:: Material provided

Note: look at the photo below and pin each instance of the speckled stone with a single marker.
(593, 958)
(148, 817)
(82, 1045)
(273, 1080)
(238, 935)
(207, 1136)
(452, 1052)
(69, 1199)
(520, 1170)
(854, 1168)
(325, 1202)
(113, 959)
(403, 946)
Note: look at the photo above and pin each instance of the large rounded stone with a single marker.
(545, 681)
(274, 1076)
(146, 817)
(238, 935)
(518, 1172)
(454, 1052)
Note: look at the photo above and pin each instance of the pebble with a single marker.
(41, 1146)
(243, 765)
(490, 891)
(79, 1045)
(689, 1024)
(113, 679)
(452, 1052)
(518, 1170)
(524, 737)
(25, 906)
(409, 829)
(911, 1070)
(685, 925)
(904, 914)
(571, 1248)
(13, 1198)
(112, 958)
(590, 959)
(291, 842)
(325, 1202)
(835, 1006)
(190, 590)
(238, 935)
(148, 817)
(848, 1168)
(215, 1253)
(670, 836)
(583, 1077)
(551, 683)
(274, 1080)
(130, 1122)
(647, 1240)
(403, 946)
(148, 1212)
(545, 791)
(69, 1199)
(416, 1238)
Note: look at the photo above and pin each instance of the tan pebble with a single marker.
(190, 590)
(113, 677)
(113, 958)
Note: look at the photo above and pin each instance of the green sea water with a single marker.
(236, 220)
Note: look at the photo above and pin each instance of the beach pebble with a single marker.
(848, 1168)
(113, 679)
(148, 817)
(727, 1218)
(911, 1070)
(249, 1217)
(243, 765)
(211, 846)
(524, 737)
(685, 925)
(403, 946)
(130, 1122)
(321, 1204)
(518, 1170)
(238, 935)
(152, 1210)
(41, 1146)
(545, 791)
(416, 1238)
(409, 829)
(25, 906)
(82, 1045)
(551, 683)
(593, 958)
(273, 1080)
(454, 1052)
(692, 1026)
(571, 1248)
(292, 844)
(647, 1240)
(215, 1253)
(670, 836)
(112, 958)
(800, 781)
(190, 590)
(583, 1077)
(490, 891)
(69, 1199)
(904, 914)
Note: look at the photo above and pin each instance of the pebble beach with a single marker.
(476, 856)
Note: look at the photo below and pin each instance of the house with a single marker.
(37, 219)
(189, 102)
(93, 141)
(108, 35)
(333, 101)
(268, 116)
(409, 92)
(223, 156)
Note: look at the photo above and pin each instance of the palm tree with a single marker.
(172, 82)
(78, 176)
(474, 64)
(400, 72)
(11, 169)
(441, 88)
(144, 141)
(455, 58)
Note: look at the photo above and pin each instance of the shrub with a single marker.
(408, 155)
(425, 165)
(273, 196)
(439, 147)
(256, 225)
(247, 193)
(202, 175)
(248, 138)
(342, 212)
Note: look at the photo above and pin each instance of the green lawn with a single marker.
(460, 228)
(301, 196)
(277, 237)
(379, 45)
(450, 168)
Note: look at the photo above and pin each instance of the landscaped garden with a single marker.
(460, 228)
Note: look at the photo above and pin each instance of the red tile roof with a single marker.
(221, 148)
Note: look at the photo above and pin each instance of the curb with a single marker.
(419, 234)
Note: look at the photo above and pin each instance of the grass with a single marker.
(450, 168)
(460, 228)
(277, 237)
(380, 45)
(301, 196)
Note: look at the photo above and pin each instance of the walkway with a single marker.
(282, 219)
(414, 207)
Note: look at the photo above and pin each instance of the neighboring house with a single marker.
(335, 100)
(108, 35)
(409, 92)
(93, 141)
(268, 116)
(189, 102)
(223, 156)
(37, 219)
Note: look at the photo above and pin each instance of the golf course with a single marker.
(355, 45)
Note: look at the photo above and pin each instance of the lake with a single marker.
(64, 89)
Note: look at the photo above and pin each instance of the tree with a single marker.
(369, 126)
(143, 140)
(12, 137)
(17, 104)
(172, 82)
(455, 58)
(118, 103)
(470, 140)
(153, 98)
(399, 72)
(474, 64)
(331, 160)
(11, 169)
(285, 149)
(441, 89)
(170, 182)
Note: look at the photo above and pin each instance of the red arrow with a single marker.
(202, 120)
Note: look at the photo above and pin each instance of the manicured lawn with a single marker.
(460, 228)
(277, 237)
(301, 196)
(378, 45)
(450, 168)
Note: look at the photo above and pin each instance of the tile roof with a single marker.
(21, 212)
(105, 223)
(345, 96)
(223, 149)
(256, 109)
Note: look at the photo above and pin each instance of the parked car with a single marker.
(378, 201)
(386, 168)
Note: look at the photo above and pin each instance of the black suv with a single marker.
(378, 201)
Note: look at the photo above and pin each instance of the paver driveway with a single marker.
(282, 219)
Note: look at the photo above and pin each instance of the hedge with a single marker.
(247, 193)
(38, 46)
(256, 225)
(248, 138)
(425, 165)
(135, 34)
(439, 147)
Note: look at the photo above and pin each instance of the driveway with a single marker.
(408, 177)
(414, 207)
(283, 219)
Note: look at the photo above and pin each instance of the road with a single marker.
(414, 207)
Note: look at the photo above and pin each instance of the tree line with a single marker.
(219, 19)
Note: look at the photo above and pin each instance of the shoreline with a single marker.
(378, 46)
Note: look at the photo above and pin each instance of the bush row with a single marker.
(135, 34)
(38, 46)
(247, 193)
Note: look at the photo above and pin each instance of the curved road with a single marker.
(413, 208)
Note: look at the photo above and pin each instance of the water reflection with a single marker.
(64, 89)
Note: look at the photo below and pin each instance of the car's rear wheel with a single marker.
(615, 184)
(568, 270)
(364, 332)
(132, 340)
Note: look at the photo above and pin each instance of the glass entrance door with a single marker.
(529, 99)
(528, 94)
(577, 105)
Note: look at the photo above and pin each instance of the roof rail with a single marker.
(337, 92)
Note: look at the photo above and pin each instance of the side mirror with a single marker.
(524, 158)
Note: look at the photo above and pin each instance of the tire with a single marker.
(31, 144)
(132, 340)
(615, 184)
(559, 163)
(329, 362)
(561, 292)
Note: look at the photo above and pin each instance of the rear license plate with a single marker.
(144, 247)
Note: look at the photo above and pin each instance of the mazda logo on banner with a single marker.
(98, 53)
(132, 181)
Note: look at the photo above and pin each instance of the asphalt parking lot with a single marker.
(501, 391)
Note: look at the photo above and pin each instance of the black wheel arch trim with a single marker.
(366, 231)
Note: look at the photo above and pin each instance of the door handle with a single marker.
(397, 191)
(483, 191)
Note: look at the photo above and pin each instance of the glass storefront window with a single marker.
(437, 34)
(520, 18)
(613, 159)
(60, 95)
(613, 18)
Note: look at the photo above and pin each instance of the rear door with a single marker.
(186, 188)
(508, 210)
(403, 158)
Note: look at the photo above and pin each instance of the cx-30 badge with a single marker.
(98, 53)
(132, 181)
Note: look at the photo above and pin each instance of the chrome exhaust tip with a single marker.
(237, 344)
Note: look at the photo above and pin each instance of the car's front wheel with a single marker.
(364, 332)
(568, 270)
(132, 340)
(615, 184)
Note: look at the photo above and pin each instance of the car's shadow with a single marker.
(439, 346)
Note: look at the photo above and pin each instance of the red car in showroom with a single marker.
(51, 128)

::::

Aim of the exercise = Keeping every line exactly as it is, copy all the records.

Exercise result =
Note: look at the photo below and pin each instance of the speckled stone with a single marker.
(593, 958)
(148, 817)
(82, 1045)
(273, 1080)
(238, 935)
(207, 1136)
(452, 1052)
(69, 1199)
(520, 1170)
(854, 1168)
(325, 1202)
(113, 959)
(403, 946)
Note: look at the photo above and pin each instance of the large rounded stone with a single marker.
(545, 681)
(274, 1076)
(146, 817)
(238, 935)
(518, 1172)
(454, 1052)
Note: look at the photo above and pin each instance of the pebble with a single marker.
(41, 1146)
(243, 765)
(490, 891)
(79, 1045)
(689, 1024)
(113, 679)
(452, 1052)
(518, 1170)
(524, 737)
(25, 906)
(409, 829)
(911, 1070)
(685, 925)
(904, 914)
(571, 1248)
(13, 1198)
(112, 958)
(590, 959)
(291, 842)
(325, 1202)
(835, 1006)
(190, 590)
(238, 935)
(148, 817)
(848, 1168)
(215, 1253)
(670, 836)
(583, 1077)
(551, 683)
(274, 1080)
(130, 1122)
(647, 1240)
(403, 946)
(148, 1212)
(545, 791)
(69, 1199)
(416, 1238)
Note: look at the photo above and pin each instance of the tan pebble with a single marker.
(190, 590)
(113, 677)
(113, 958)
Note: look at the photo above and pin each instance of the green sea water with a single marker.
(236, 220)
Note: look at the photo above and pin each instance of the beach pebble with a single marker.
(848, 1168)
(113, 679)
(148, 817)
(727, 1218)
(911, 1070)
(249, 1217)
(243, 765)
(211, 846)
(524, 737)
(685, 925)
(403, 946)
(130, 1122)
(321, 1204)
(518, 1170)
(238, 935)
(152, 1210)
(41, 1146)
(545, 791)
(416, 1238)
(409, 829)
(25, 906)
(82, 1045)
(551, 683)
(593, 958)
(273, 1080)
(454, 1052)
(692, 1026)
(571, 1248)
(292, 844)
(647, 1240)
(215, 1253)
(670, 836)
(112, 958)
(800, 781)
(190, 590)
(583, 1077)
(490, 891)
(69, 1199)
(904, 914)
Note: look at the photo above and pin each instance of the pebble beach with a single marker.
(476, 856)
Note: look at the photo below and pin each instance of the house with a single marker.
(37, 219)
(189, 102)
(93, 141)
(108, 35)
(333, 101)
(268, 116)
(409, 92)
(223, 156)
Note: look at the photo above and pin each instance of the palm tree with a single marker.
(172, 82)
(78, 176)
(474, 64)
(400, 72)
(11, 169)
(441, 88)
(144, 141)
(455, 58)
Note: look at the photo above and pin each instance of the shrub with a single marker.
(408, 155)
(425, 165)
(273, 196)
(439, 147)
(256, 225)
(247, 193)
(202, 175)
(248, 138)
(342, 212)
Note: look at the photo above and pin each instance of the green lawn with a single marker.
(460, 228)
(301, 196)
(277, 237)
(379, 45)
(450, 168)
Note: look at the photo above and pin each instance of the landscaped garden with a single marker.
(460, 228)
Note: look at the photo above and pin each instance of the red tile roof with a single marker.
(221, 148)
Note: look at the photo above and pin each instance of the curb with a single marker.
(419, 234)
Note: look at the photo above and pin each instance of the grass with a single marker.
(450, 168)
(460, 228)
(277, 237)
(380, 45)
(301, 196)
Note: look at the photo above and pin each instance of the walkway with a single marker.
(282, 219)
(414, 207)
Note: look at the photo above and pin each instance of the neighboring house with a single marker.
(335, 100)
(108, 35)
(409, 92)
(93, 141)
(268, 116)
(189, 102)
(223, 156)
(37, 219)
Note: look at the photo above and pin each instance of the golf course with a single marker.
(355, 45)
Note: look at the photo above and pin each instance of the lake with a single marker.
(64, 89)
Note: look at the photo above and pin each instance of the tree with a single marker.
(369, 126)
(143, 140)
(12, 137)
(17, 104)
(172, 82)
(455, 58)
(118, 103)
(470, 140)
(153, 98)
(399, 72)
(474, 64)
(331, 160)
(11, 169)
(285, 149)
(441, 89)
(170, 182)
Note: look at the photo above and pin each instance of the red arrow with a single marker.
(202, 120)
Note: look at the photo above and pin each instance of the manicured lawn with a single marker.
(460, 228)
(277, 237)
(301, 196)
(378, 45)
(450, 168)
Note: look at the photo above and pin each instance of the tile roof with a single marker.
(21, 212)
(105, 223)
(345, 96)
(223, 149)
(256, 109)
Note: look at the photo above and pin each instance of the parked car with a single marker.
(378, 201)
(386, 168)
Note: look at the photo above and pin each instance of the black suv with a single marker.
(378, 201)
Note: look at the photo above and pin each instance of the paver driveway with a single marker.
(282, 219)
Note: look at the photo above and pin each instance of the hedge with a single marker.
(247, 193)
(38, 46)
(256, 225)
(248, 138)
(425, 165)
(135, 34)
(439, 147)
Note: look at the photo above and pin each instance of the driveway with a single marker.
(408, 177)
(414, 207)
(283, 219)
Note: look at the photo above and pin each instance of the road with a single marker.
(414, 207)
Note: look at the photo above and pin each instance of the tree line with a single marker.
(219, 19)
Note: look at the photo above and pin each instance of the shoreline with a single marker.
(378, 46)
Note: look at the photo above and pin each instance of the bush row with a single marker.
(135, 34)
(38, 46)
(247, 193)
Note: look at the photo above and pin each instance of the curved road with a single marker.
(413, 208)
Note: look at the photo above and pin each instance of the water reflection with a single marker.
(64, 89)
Note: look at the photo below and pin each instance of the car's rear wheel with a single marker.
(615, 184)
(568, 270)
(364, 332)
(132, 340)
Note: look at the photo above and pin each instance of the glass entrance door with a single marker.
(529, 99)
(528, 94)
(577, 105)
Note: look at the photo above and pin each instance of the roof rail with a single marker.
(337, 92)
Note: look at the photo above and pin each instance of the side mirror with a single marker.
(524, 158)
Note: look at the photo above and pin each instance of the tire with a single marker.
(31, 144)
(132, 340)
(615, 184)
(559, 163)
(329, 362)
(561, 292)
Note: look at the photo above and pin each instance of the rear license plate with a single marker.
(144, 247)
Note: look at the photo above and pin each instance of the mazda logo on banner with a single marker.
(98, 53)
(132, 181)
Note: look at the photo above and pin each instance of the asphalt parking lot with a single marker.
(501, 391)
Note: look at the photo above and pin each instance of the black wheel arch trim with a single marker.
(366, 231)
Note: look at the photo above and pin each instance of the door handle with a single marker.
(397, 191)
(483, 191)
Note: look at the photo above and pin each instance of the glass storefront window with a single marker.
(437, 34)
(520, 18)
(613, 159)
(60, 95)
(613, 18)
Note: look at the photo above and pin each instance of the rear door with a single marker.
(186, 188)
(508, 210)
(403, 158)
Note: look at the photo above and pin each instance of the cx-30 badge with a single marker.
(98, 53)
(132, 181)
Note: look at the photo above and pin each instance of the chrome exhaust tip with a single marker.
(237, 344)
Note: look at the photo above and pin each instance of the car's front wheel with a single marker.
(364, 332)
(568, 270)
(132, 340)
(615, 184)
Note: look at the photo above and pin each instance of the car's shadow with a single marker.
(439, 346)
Note: look at the photo above and pin each instance of the red car in showroom with a single marker.
(51, 128)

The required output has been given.